昨天晚上业务出现了一次core dump,今天早上来check生产环境的core文件的堆栈内容如下:
gdb ./appname --core=core.1234
(gdb) bt
得到栈的内容如下:
#0 0x00007f5634262734 in std::_Rb_tree_rotate_right () from /usr/lib/libstdc++.so.6
#1 0x00007f56342628c1 in std::_Rb_tree_insert_and_rebalance () from /usr/lib/libstdc++.so.6
#2 0x00000000004b556c in std::_Rb_tree<unsigned int, std::pair<unsigned int const, unsigned int>, std::_Select1st<std::pair<unsigned int const, unsigned int> >, std::less<unsigned int>, std::allocator<std::pair<unsigned int const, unsigned int> > >::_M_insert_ (this=0x7fff3d253090, __x=0x0, __p=0x12e48f0, __v=@0x7fff3d251350)
at /usr/include/c++/4.3/bits/stl_tree.h:854
#3 0x00000000004b63d2 in std::_Rb_tree<unsigned int, std::pair<unsigned int const, unsigned int>, std::_Select1st<std::pair<unsigned int const, unsigned int> >, std::less<unsigned int>, std::allocator<std::pair<unsigned int const, unsigned int> > >::_M_insert_unique_ (this=0x7fff3d253090, __position={_M_node = 0x7f56182ee260}, __v=@0x7fff3d251350)
at /usr/include/c++/4.3/bits/stl_tree.h:1201
#4 0x00000000004b65da in std::map<unsigned int, unsigned int, std::less<unsigned int>, std::allocator<std::pair<unsigned int const, unsigned int> > >::insert (
this=0x7fff3d253090, __position={_M_node = 0x7f56182ee260}, __x=@0x7fff3d251350) at /usr/include/c++/4.3/bits/stl_map.h:496
#5 0x00000000004b6680 in std::map<unsigned int, unsigned int, std::less<unsigned int>, std::allocator<std::pair<unsigned int const, unsigned int> > >::operator[] (
this=0x7fff3d253090, __k=@0x7fff3d251508) at /usr/include/c++/4.3/bits/stl_map.h:419
找到#5对应的源码为:
mapped_type& operator[](const key_type& __k)

┄┄┄┄┄┄

- 练习题:
(A) 上面的 core dump 排查记录列出了 #0 到 #5 共六个栈帧。请按顺序写出每个栈帧的编号和它的十六进制地址。
(B) 请把上面的 core dump 排查记录中从“at /usr/include/c++/4.3/bits/stl_tree.h:1201”到“operator[](const key_type& __k)”的部分原样抄写下来。

- 指向记录:

┄┄┄┄┄┄

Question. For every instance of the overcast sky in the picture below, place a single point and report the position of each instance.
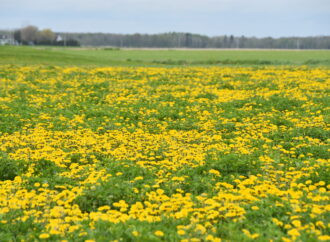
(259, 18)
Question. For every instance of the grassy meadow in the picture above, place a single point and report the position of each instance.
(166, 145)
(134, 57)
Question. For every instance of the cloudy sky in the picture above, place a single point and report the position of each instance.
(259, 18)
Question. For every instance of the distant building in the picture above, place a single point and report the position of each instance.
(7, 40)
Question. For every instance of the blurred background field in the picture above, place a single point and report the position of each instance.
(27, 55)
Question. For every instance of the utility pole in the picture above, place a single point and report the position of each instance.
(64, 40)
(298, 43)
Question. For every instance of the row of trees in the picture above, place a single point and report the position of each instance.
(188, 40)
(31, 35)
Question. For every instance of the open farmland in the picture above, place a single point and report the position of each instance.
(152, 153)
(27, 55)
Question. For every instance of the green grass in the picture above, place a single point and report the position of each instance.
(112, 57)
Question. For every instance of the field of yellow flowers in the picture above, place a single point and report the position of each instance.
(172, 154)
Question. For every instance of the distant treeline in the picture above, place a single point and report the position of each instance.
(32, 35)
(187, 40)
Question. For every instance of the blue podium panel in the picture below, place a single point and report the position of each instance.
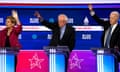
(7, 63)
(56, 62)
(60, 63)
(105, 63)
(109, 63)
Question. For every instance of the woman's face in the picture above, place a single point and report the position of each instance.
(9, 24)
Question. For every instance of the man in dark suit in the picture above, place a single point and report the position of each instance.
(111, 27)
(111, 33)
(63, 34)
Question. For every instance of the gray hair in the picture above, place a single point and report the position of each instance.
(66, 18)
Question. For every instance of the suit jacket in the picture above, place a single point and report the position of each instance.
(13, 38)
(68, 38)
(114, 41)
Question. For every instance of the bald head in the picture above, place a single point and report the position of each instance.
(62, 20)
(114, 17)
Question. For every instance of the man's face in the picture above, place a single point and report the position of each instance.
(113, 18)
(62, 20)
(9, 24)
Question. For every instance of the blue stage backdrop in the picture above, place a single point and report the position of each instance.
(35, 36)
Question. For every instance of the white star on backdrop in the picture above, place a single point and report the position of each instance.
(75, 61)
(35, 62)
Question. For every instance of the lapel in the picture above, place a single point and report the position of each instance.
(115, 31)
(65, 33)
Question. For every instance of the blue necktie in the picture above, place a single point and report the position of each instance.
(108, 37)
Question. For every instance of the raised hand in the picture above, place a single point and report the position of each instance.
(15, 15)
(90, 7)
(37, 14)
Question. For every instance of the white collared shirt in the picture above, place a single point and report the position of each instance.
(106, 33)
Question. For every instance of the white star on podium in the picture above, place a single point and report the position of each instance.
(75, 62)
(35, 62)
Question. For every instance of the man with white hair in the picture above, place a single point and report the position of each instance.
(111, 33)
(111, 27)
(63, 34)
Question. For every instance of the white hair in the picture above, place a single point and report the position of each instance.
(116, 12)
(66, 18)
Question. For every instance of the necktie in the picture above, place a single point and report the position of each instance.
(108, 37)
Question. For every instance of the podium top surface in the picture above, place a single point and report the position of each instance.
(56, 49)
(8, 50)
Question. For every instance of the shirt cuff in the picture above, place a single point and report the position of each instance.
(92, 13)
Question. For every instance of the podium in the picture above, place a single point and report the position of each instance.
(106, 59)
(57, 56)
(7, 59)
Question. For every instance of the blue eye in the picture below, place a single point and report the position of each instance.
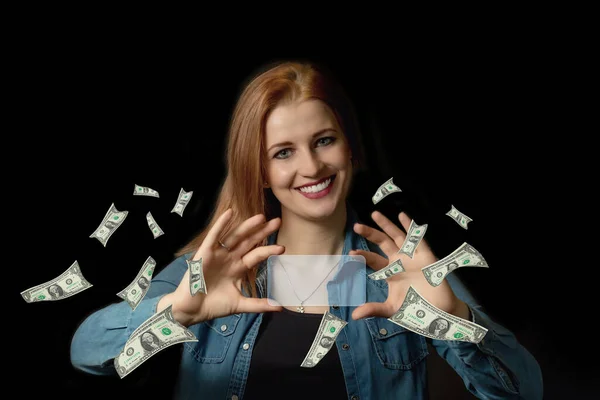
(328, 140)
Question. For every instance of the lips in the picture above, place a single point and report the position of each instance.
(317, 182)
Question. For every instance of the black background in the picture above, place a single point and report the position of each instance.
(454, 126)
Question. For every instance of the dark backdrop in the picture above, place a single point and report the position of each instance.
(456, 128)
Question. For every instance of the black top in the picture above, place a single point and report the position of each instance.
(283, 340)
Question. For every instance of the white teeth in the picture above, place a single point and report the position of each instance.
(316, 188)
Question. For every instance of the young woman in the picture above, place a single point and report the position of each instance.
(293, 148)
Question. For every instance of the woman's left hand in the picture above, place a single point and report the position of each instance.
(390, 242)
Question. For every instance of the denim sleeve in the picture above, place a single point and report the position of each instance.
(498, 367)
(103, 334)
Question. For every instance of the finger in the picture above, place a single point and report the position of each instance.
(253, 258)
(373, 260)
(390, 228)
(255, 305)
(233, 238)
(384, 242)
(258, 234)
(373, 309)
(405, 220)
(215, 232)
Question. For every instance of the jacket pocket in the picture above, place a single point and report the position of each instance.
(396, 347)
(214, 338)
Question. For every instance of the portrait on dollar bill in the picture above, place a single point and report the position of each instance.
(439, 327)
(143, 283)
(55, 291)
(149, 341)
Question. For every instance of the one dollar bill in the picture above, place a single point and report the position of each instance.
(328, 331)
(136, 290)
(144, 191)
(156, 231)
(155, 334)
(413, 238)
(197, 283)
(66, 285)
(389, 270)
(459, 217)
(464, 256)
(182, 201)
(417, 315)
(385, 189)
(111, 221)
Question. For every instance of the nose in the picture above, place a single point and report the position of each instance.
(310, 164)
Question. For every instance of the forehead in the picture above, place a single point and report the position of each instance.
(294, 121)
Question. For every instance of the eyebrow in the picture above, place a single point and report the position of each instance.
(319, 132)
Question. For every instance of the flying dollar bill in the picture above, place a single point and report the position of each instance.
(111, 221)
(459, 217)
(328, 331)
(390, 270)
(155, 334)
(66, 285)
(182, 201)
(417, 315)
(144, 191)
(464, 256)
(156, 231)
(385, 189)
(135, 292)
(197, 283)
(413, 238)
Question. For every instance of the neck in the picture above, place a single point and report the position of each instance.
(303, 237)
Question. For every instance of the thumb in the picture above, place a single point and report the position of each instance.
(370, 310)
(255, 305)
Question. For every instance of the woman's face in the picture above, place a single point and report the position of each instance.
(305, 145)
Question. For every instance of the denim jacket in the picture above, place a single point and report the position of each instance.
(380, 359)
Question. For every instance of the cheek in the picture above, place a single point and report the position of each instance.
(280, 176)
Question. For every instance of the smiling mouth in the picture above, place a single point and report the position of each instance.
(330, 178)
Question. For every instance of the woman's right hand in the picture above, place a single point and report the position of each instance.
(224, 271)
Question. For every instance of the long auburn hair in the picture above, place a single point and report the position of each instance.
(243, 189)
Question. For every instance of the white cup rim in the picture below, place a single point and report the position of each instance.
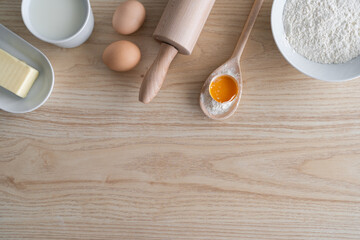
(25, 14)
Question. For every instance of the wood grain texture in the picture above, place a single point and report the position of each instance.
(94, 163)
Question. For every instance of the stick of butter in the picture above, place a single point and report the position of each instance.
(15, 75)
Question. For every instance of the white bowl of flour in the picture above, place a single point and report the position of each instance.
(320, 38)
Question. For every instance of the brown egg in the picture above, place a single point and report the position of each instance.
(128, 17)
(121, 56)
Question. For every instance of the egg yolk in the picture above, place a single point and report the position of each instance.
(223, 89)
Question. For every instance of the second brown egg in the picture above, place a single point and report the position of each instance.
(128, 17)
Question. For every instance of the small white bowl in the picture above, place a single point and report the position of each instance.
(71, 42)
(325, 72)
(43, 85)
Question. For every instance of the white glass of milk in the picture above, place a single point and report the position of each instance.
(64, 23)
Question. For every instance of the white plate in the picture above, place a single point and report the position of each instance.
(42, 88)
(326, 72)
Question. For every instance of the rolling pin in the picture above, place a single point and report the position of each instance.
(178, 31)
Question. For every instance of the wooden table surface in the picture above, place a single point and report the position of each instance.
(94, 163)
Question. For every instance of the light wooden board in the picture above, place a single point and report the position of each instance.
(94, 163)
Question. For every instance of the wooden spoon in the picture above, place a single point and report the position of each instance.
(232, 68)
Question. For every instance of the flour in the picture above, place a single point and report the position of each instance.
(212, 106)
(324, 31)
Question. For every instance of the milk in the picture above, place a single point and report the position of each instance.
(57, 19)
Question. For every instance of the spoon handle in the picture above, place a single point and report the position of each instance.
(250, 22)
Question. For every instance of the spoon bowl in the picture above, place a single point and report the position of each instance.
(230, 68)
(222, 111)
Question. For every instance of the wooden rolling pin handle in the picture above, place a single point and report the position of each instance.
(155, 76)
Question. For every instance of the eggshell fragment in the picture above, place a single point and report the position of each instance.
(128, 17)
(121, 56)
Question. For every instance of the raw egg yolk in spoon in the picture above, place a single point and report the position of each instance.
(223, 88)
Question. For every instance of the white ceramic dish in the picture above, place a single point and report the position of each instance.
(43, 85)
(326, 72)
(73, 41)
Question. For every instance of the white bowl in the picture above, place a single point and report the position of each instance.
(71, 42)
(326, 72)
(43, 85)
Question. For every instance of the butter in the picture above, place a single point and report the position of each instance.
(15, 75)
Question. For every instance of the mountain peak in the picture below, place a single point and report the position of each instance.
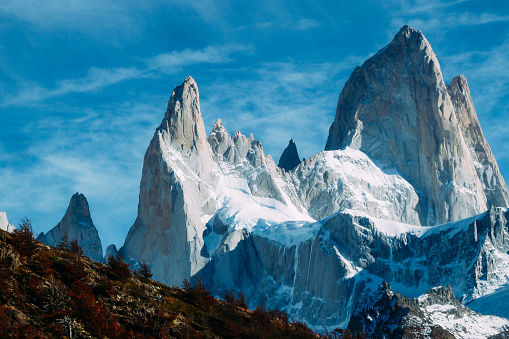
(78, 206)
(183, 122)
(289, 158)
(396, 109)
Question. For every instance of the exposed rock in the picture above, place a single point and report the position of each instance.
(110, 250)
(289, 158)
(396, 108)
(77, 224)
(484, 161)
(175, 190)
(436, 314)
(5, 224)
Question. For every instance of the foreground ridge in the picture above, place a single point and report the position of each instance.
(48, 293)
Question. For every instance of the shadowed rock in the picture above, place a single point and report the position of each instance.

┄┄┄┄┄┄

- 参考答案:
(A)
#0 0x00007f5634262734
#1 0x00007f56342628c1
#2 0x00000000004b556c
#3 0x00000000004b63d2
#4 0x00000000004b65da
#5 0x00000000004b6680

(B)
at /usr/include/c++/4.3/bits/stl_tree.h:1201
#4 0x00000000004b65da in std::map<unsigned int, unsigned int, std::less<unsigned int>, std::allocator<std::pair<unsigned int const, unsigned int> > >::insert (
this=0x7fff3d253090, __position={_M_node = 0x7f56182ee260}, __x=@0x7fff3d251350) at /usr/include/c++/4.3/bits/stl_map.h:496
#5 0x00000000004b6680 in std::map<unsigned int, unsigned int, std::less<unsigned int>, std::allocator<std::pair<unsigned int const, unsigned int> > >::operator[] (
this=0x7fff3d253090, __k=@0x7fff3d251508) at /usr/include/c++/4.3/bits/stl_map.h:419
找到#5对应的源码为:
mapped_type& operator[](const key_type& __k)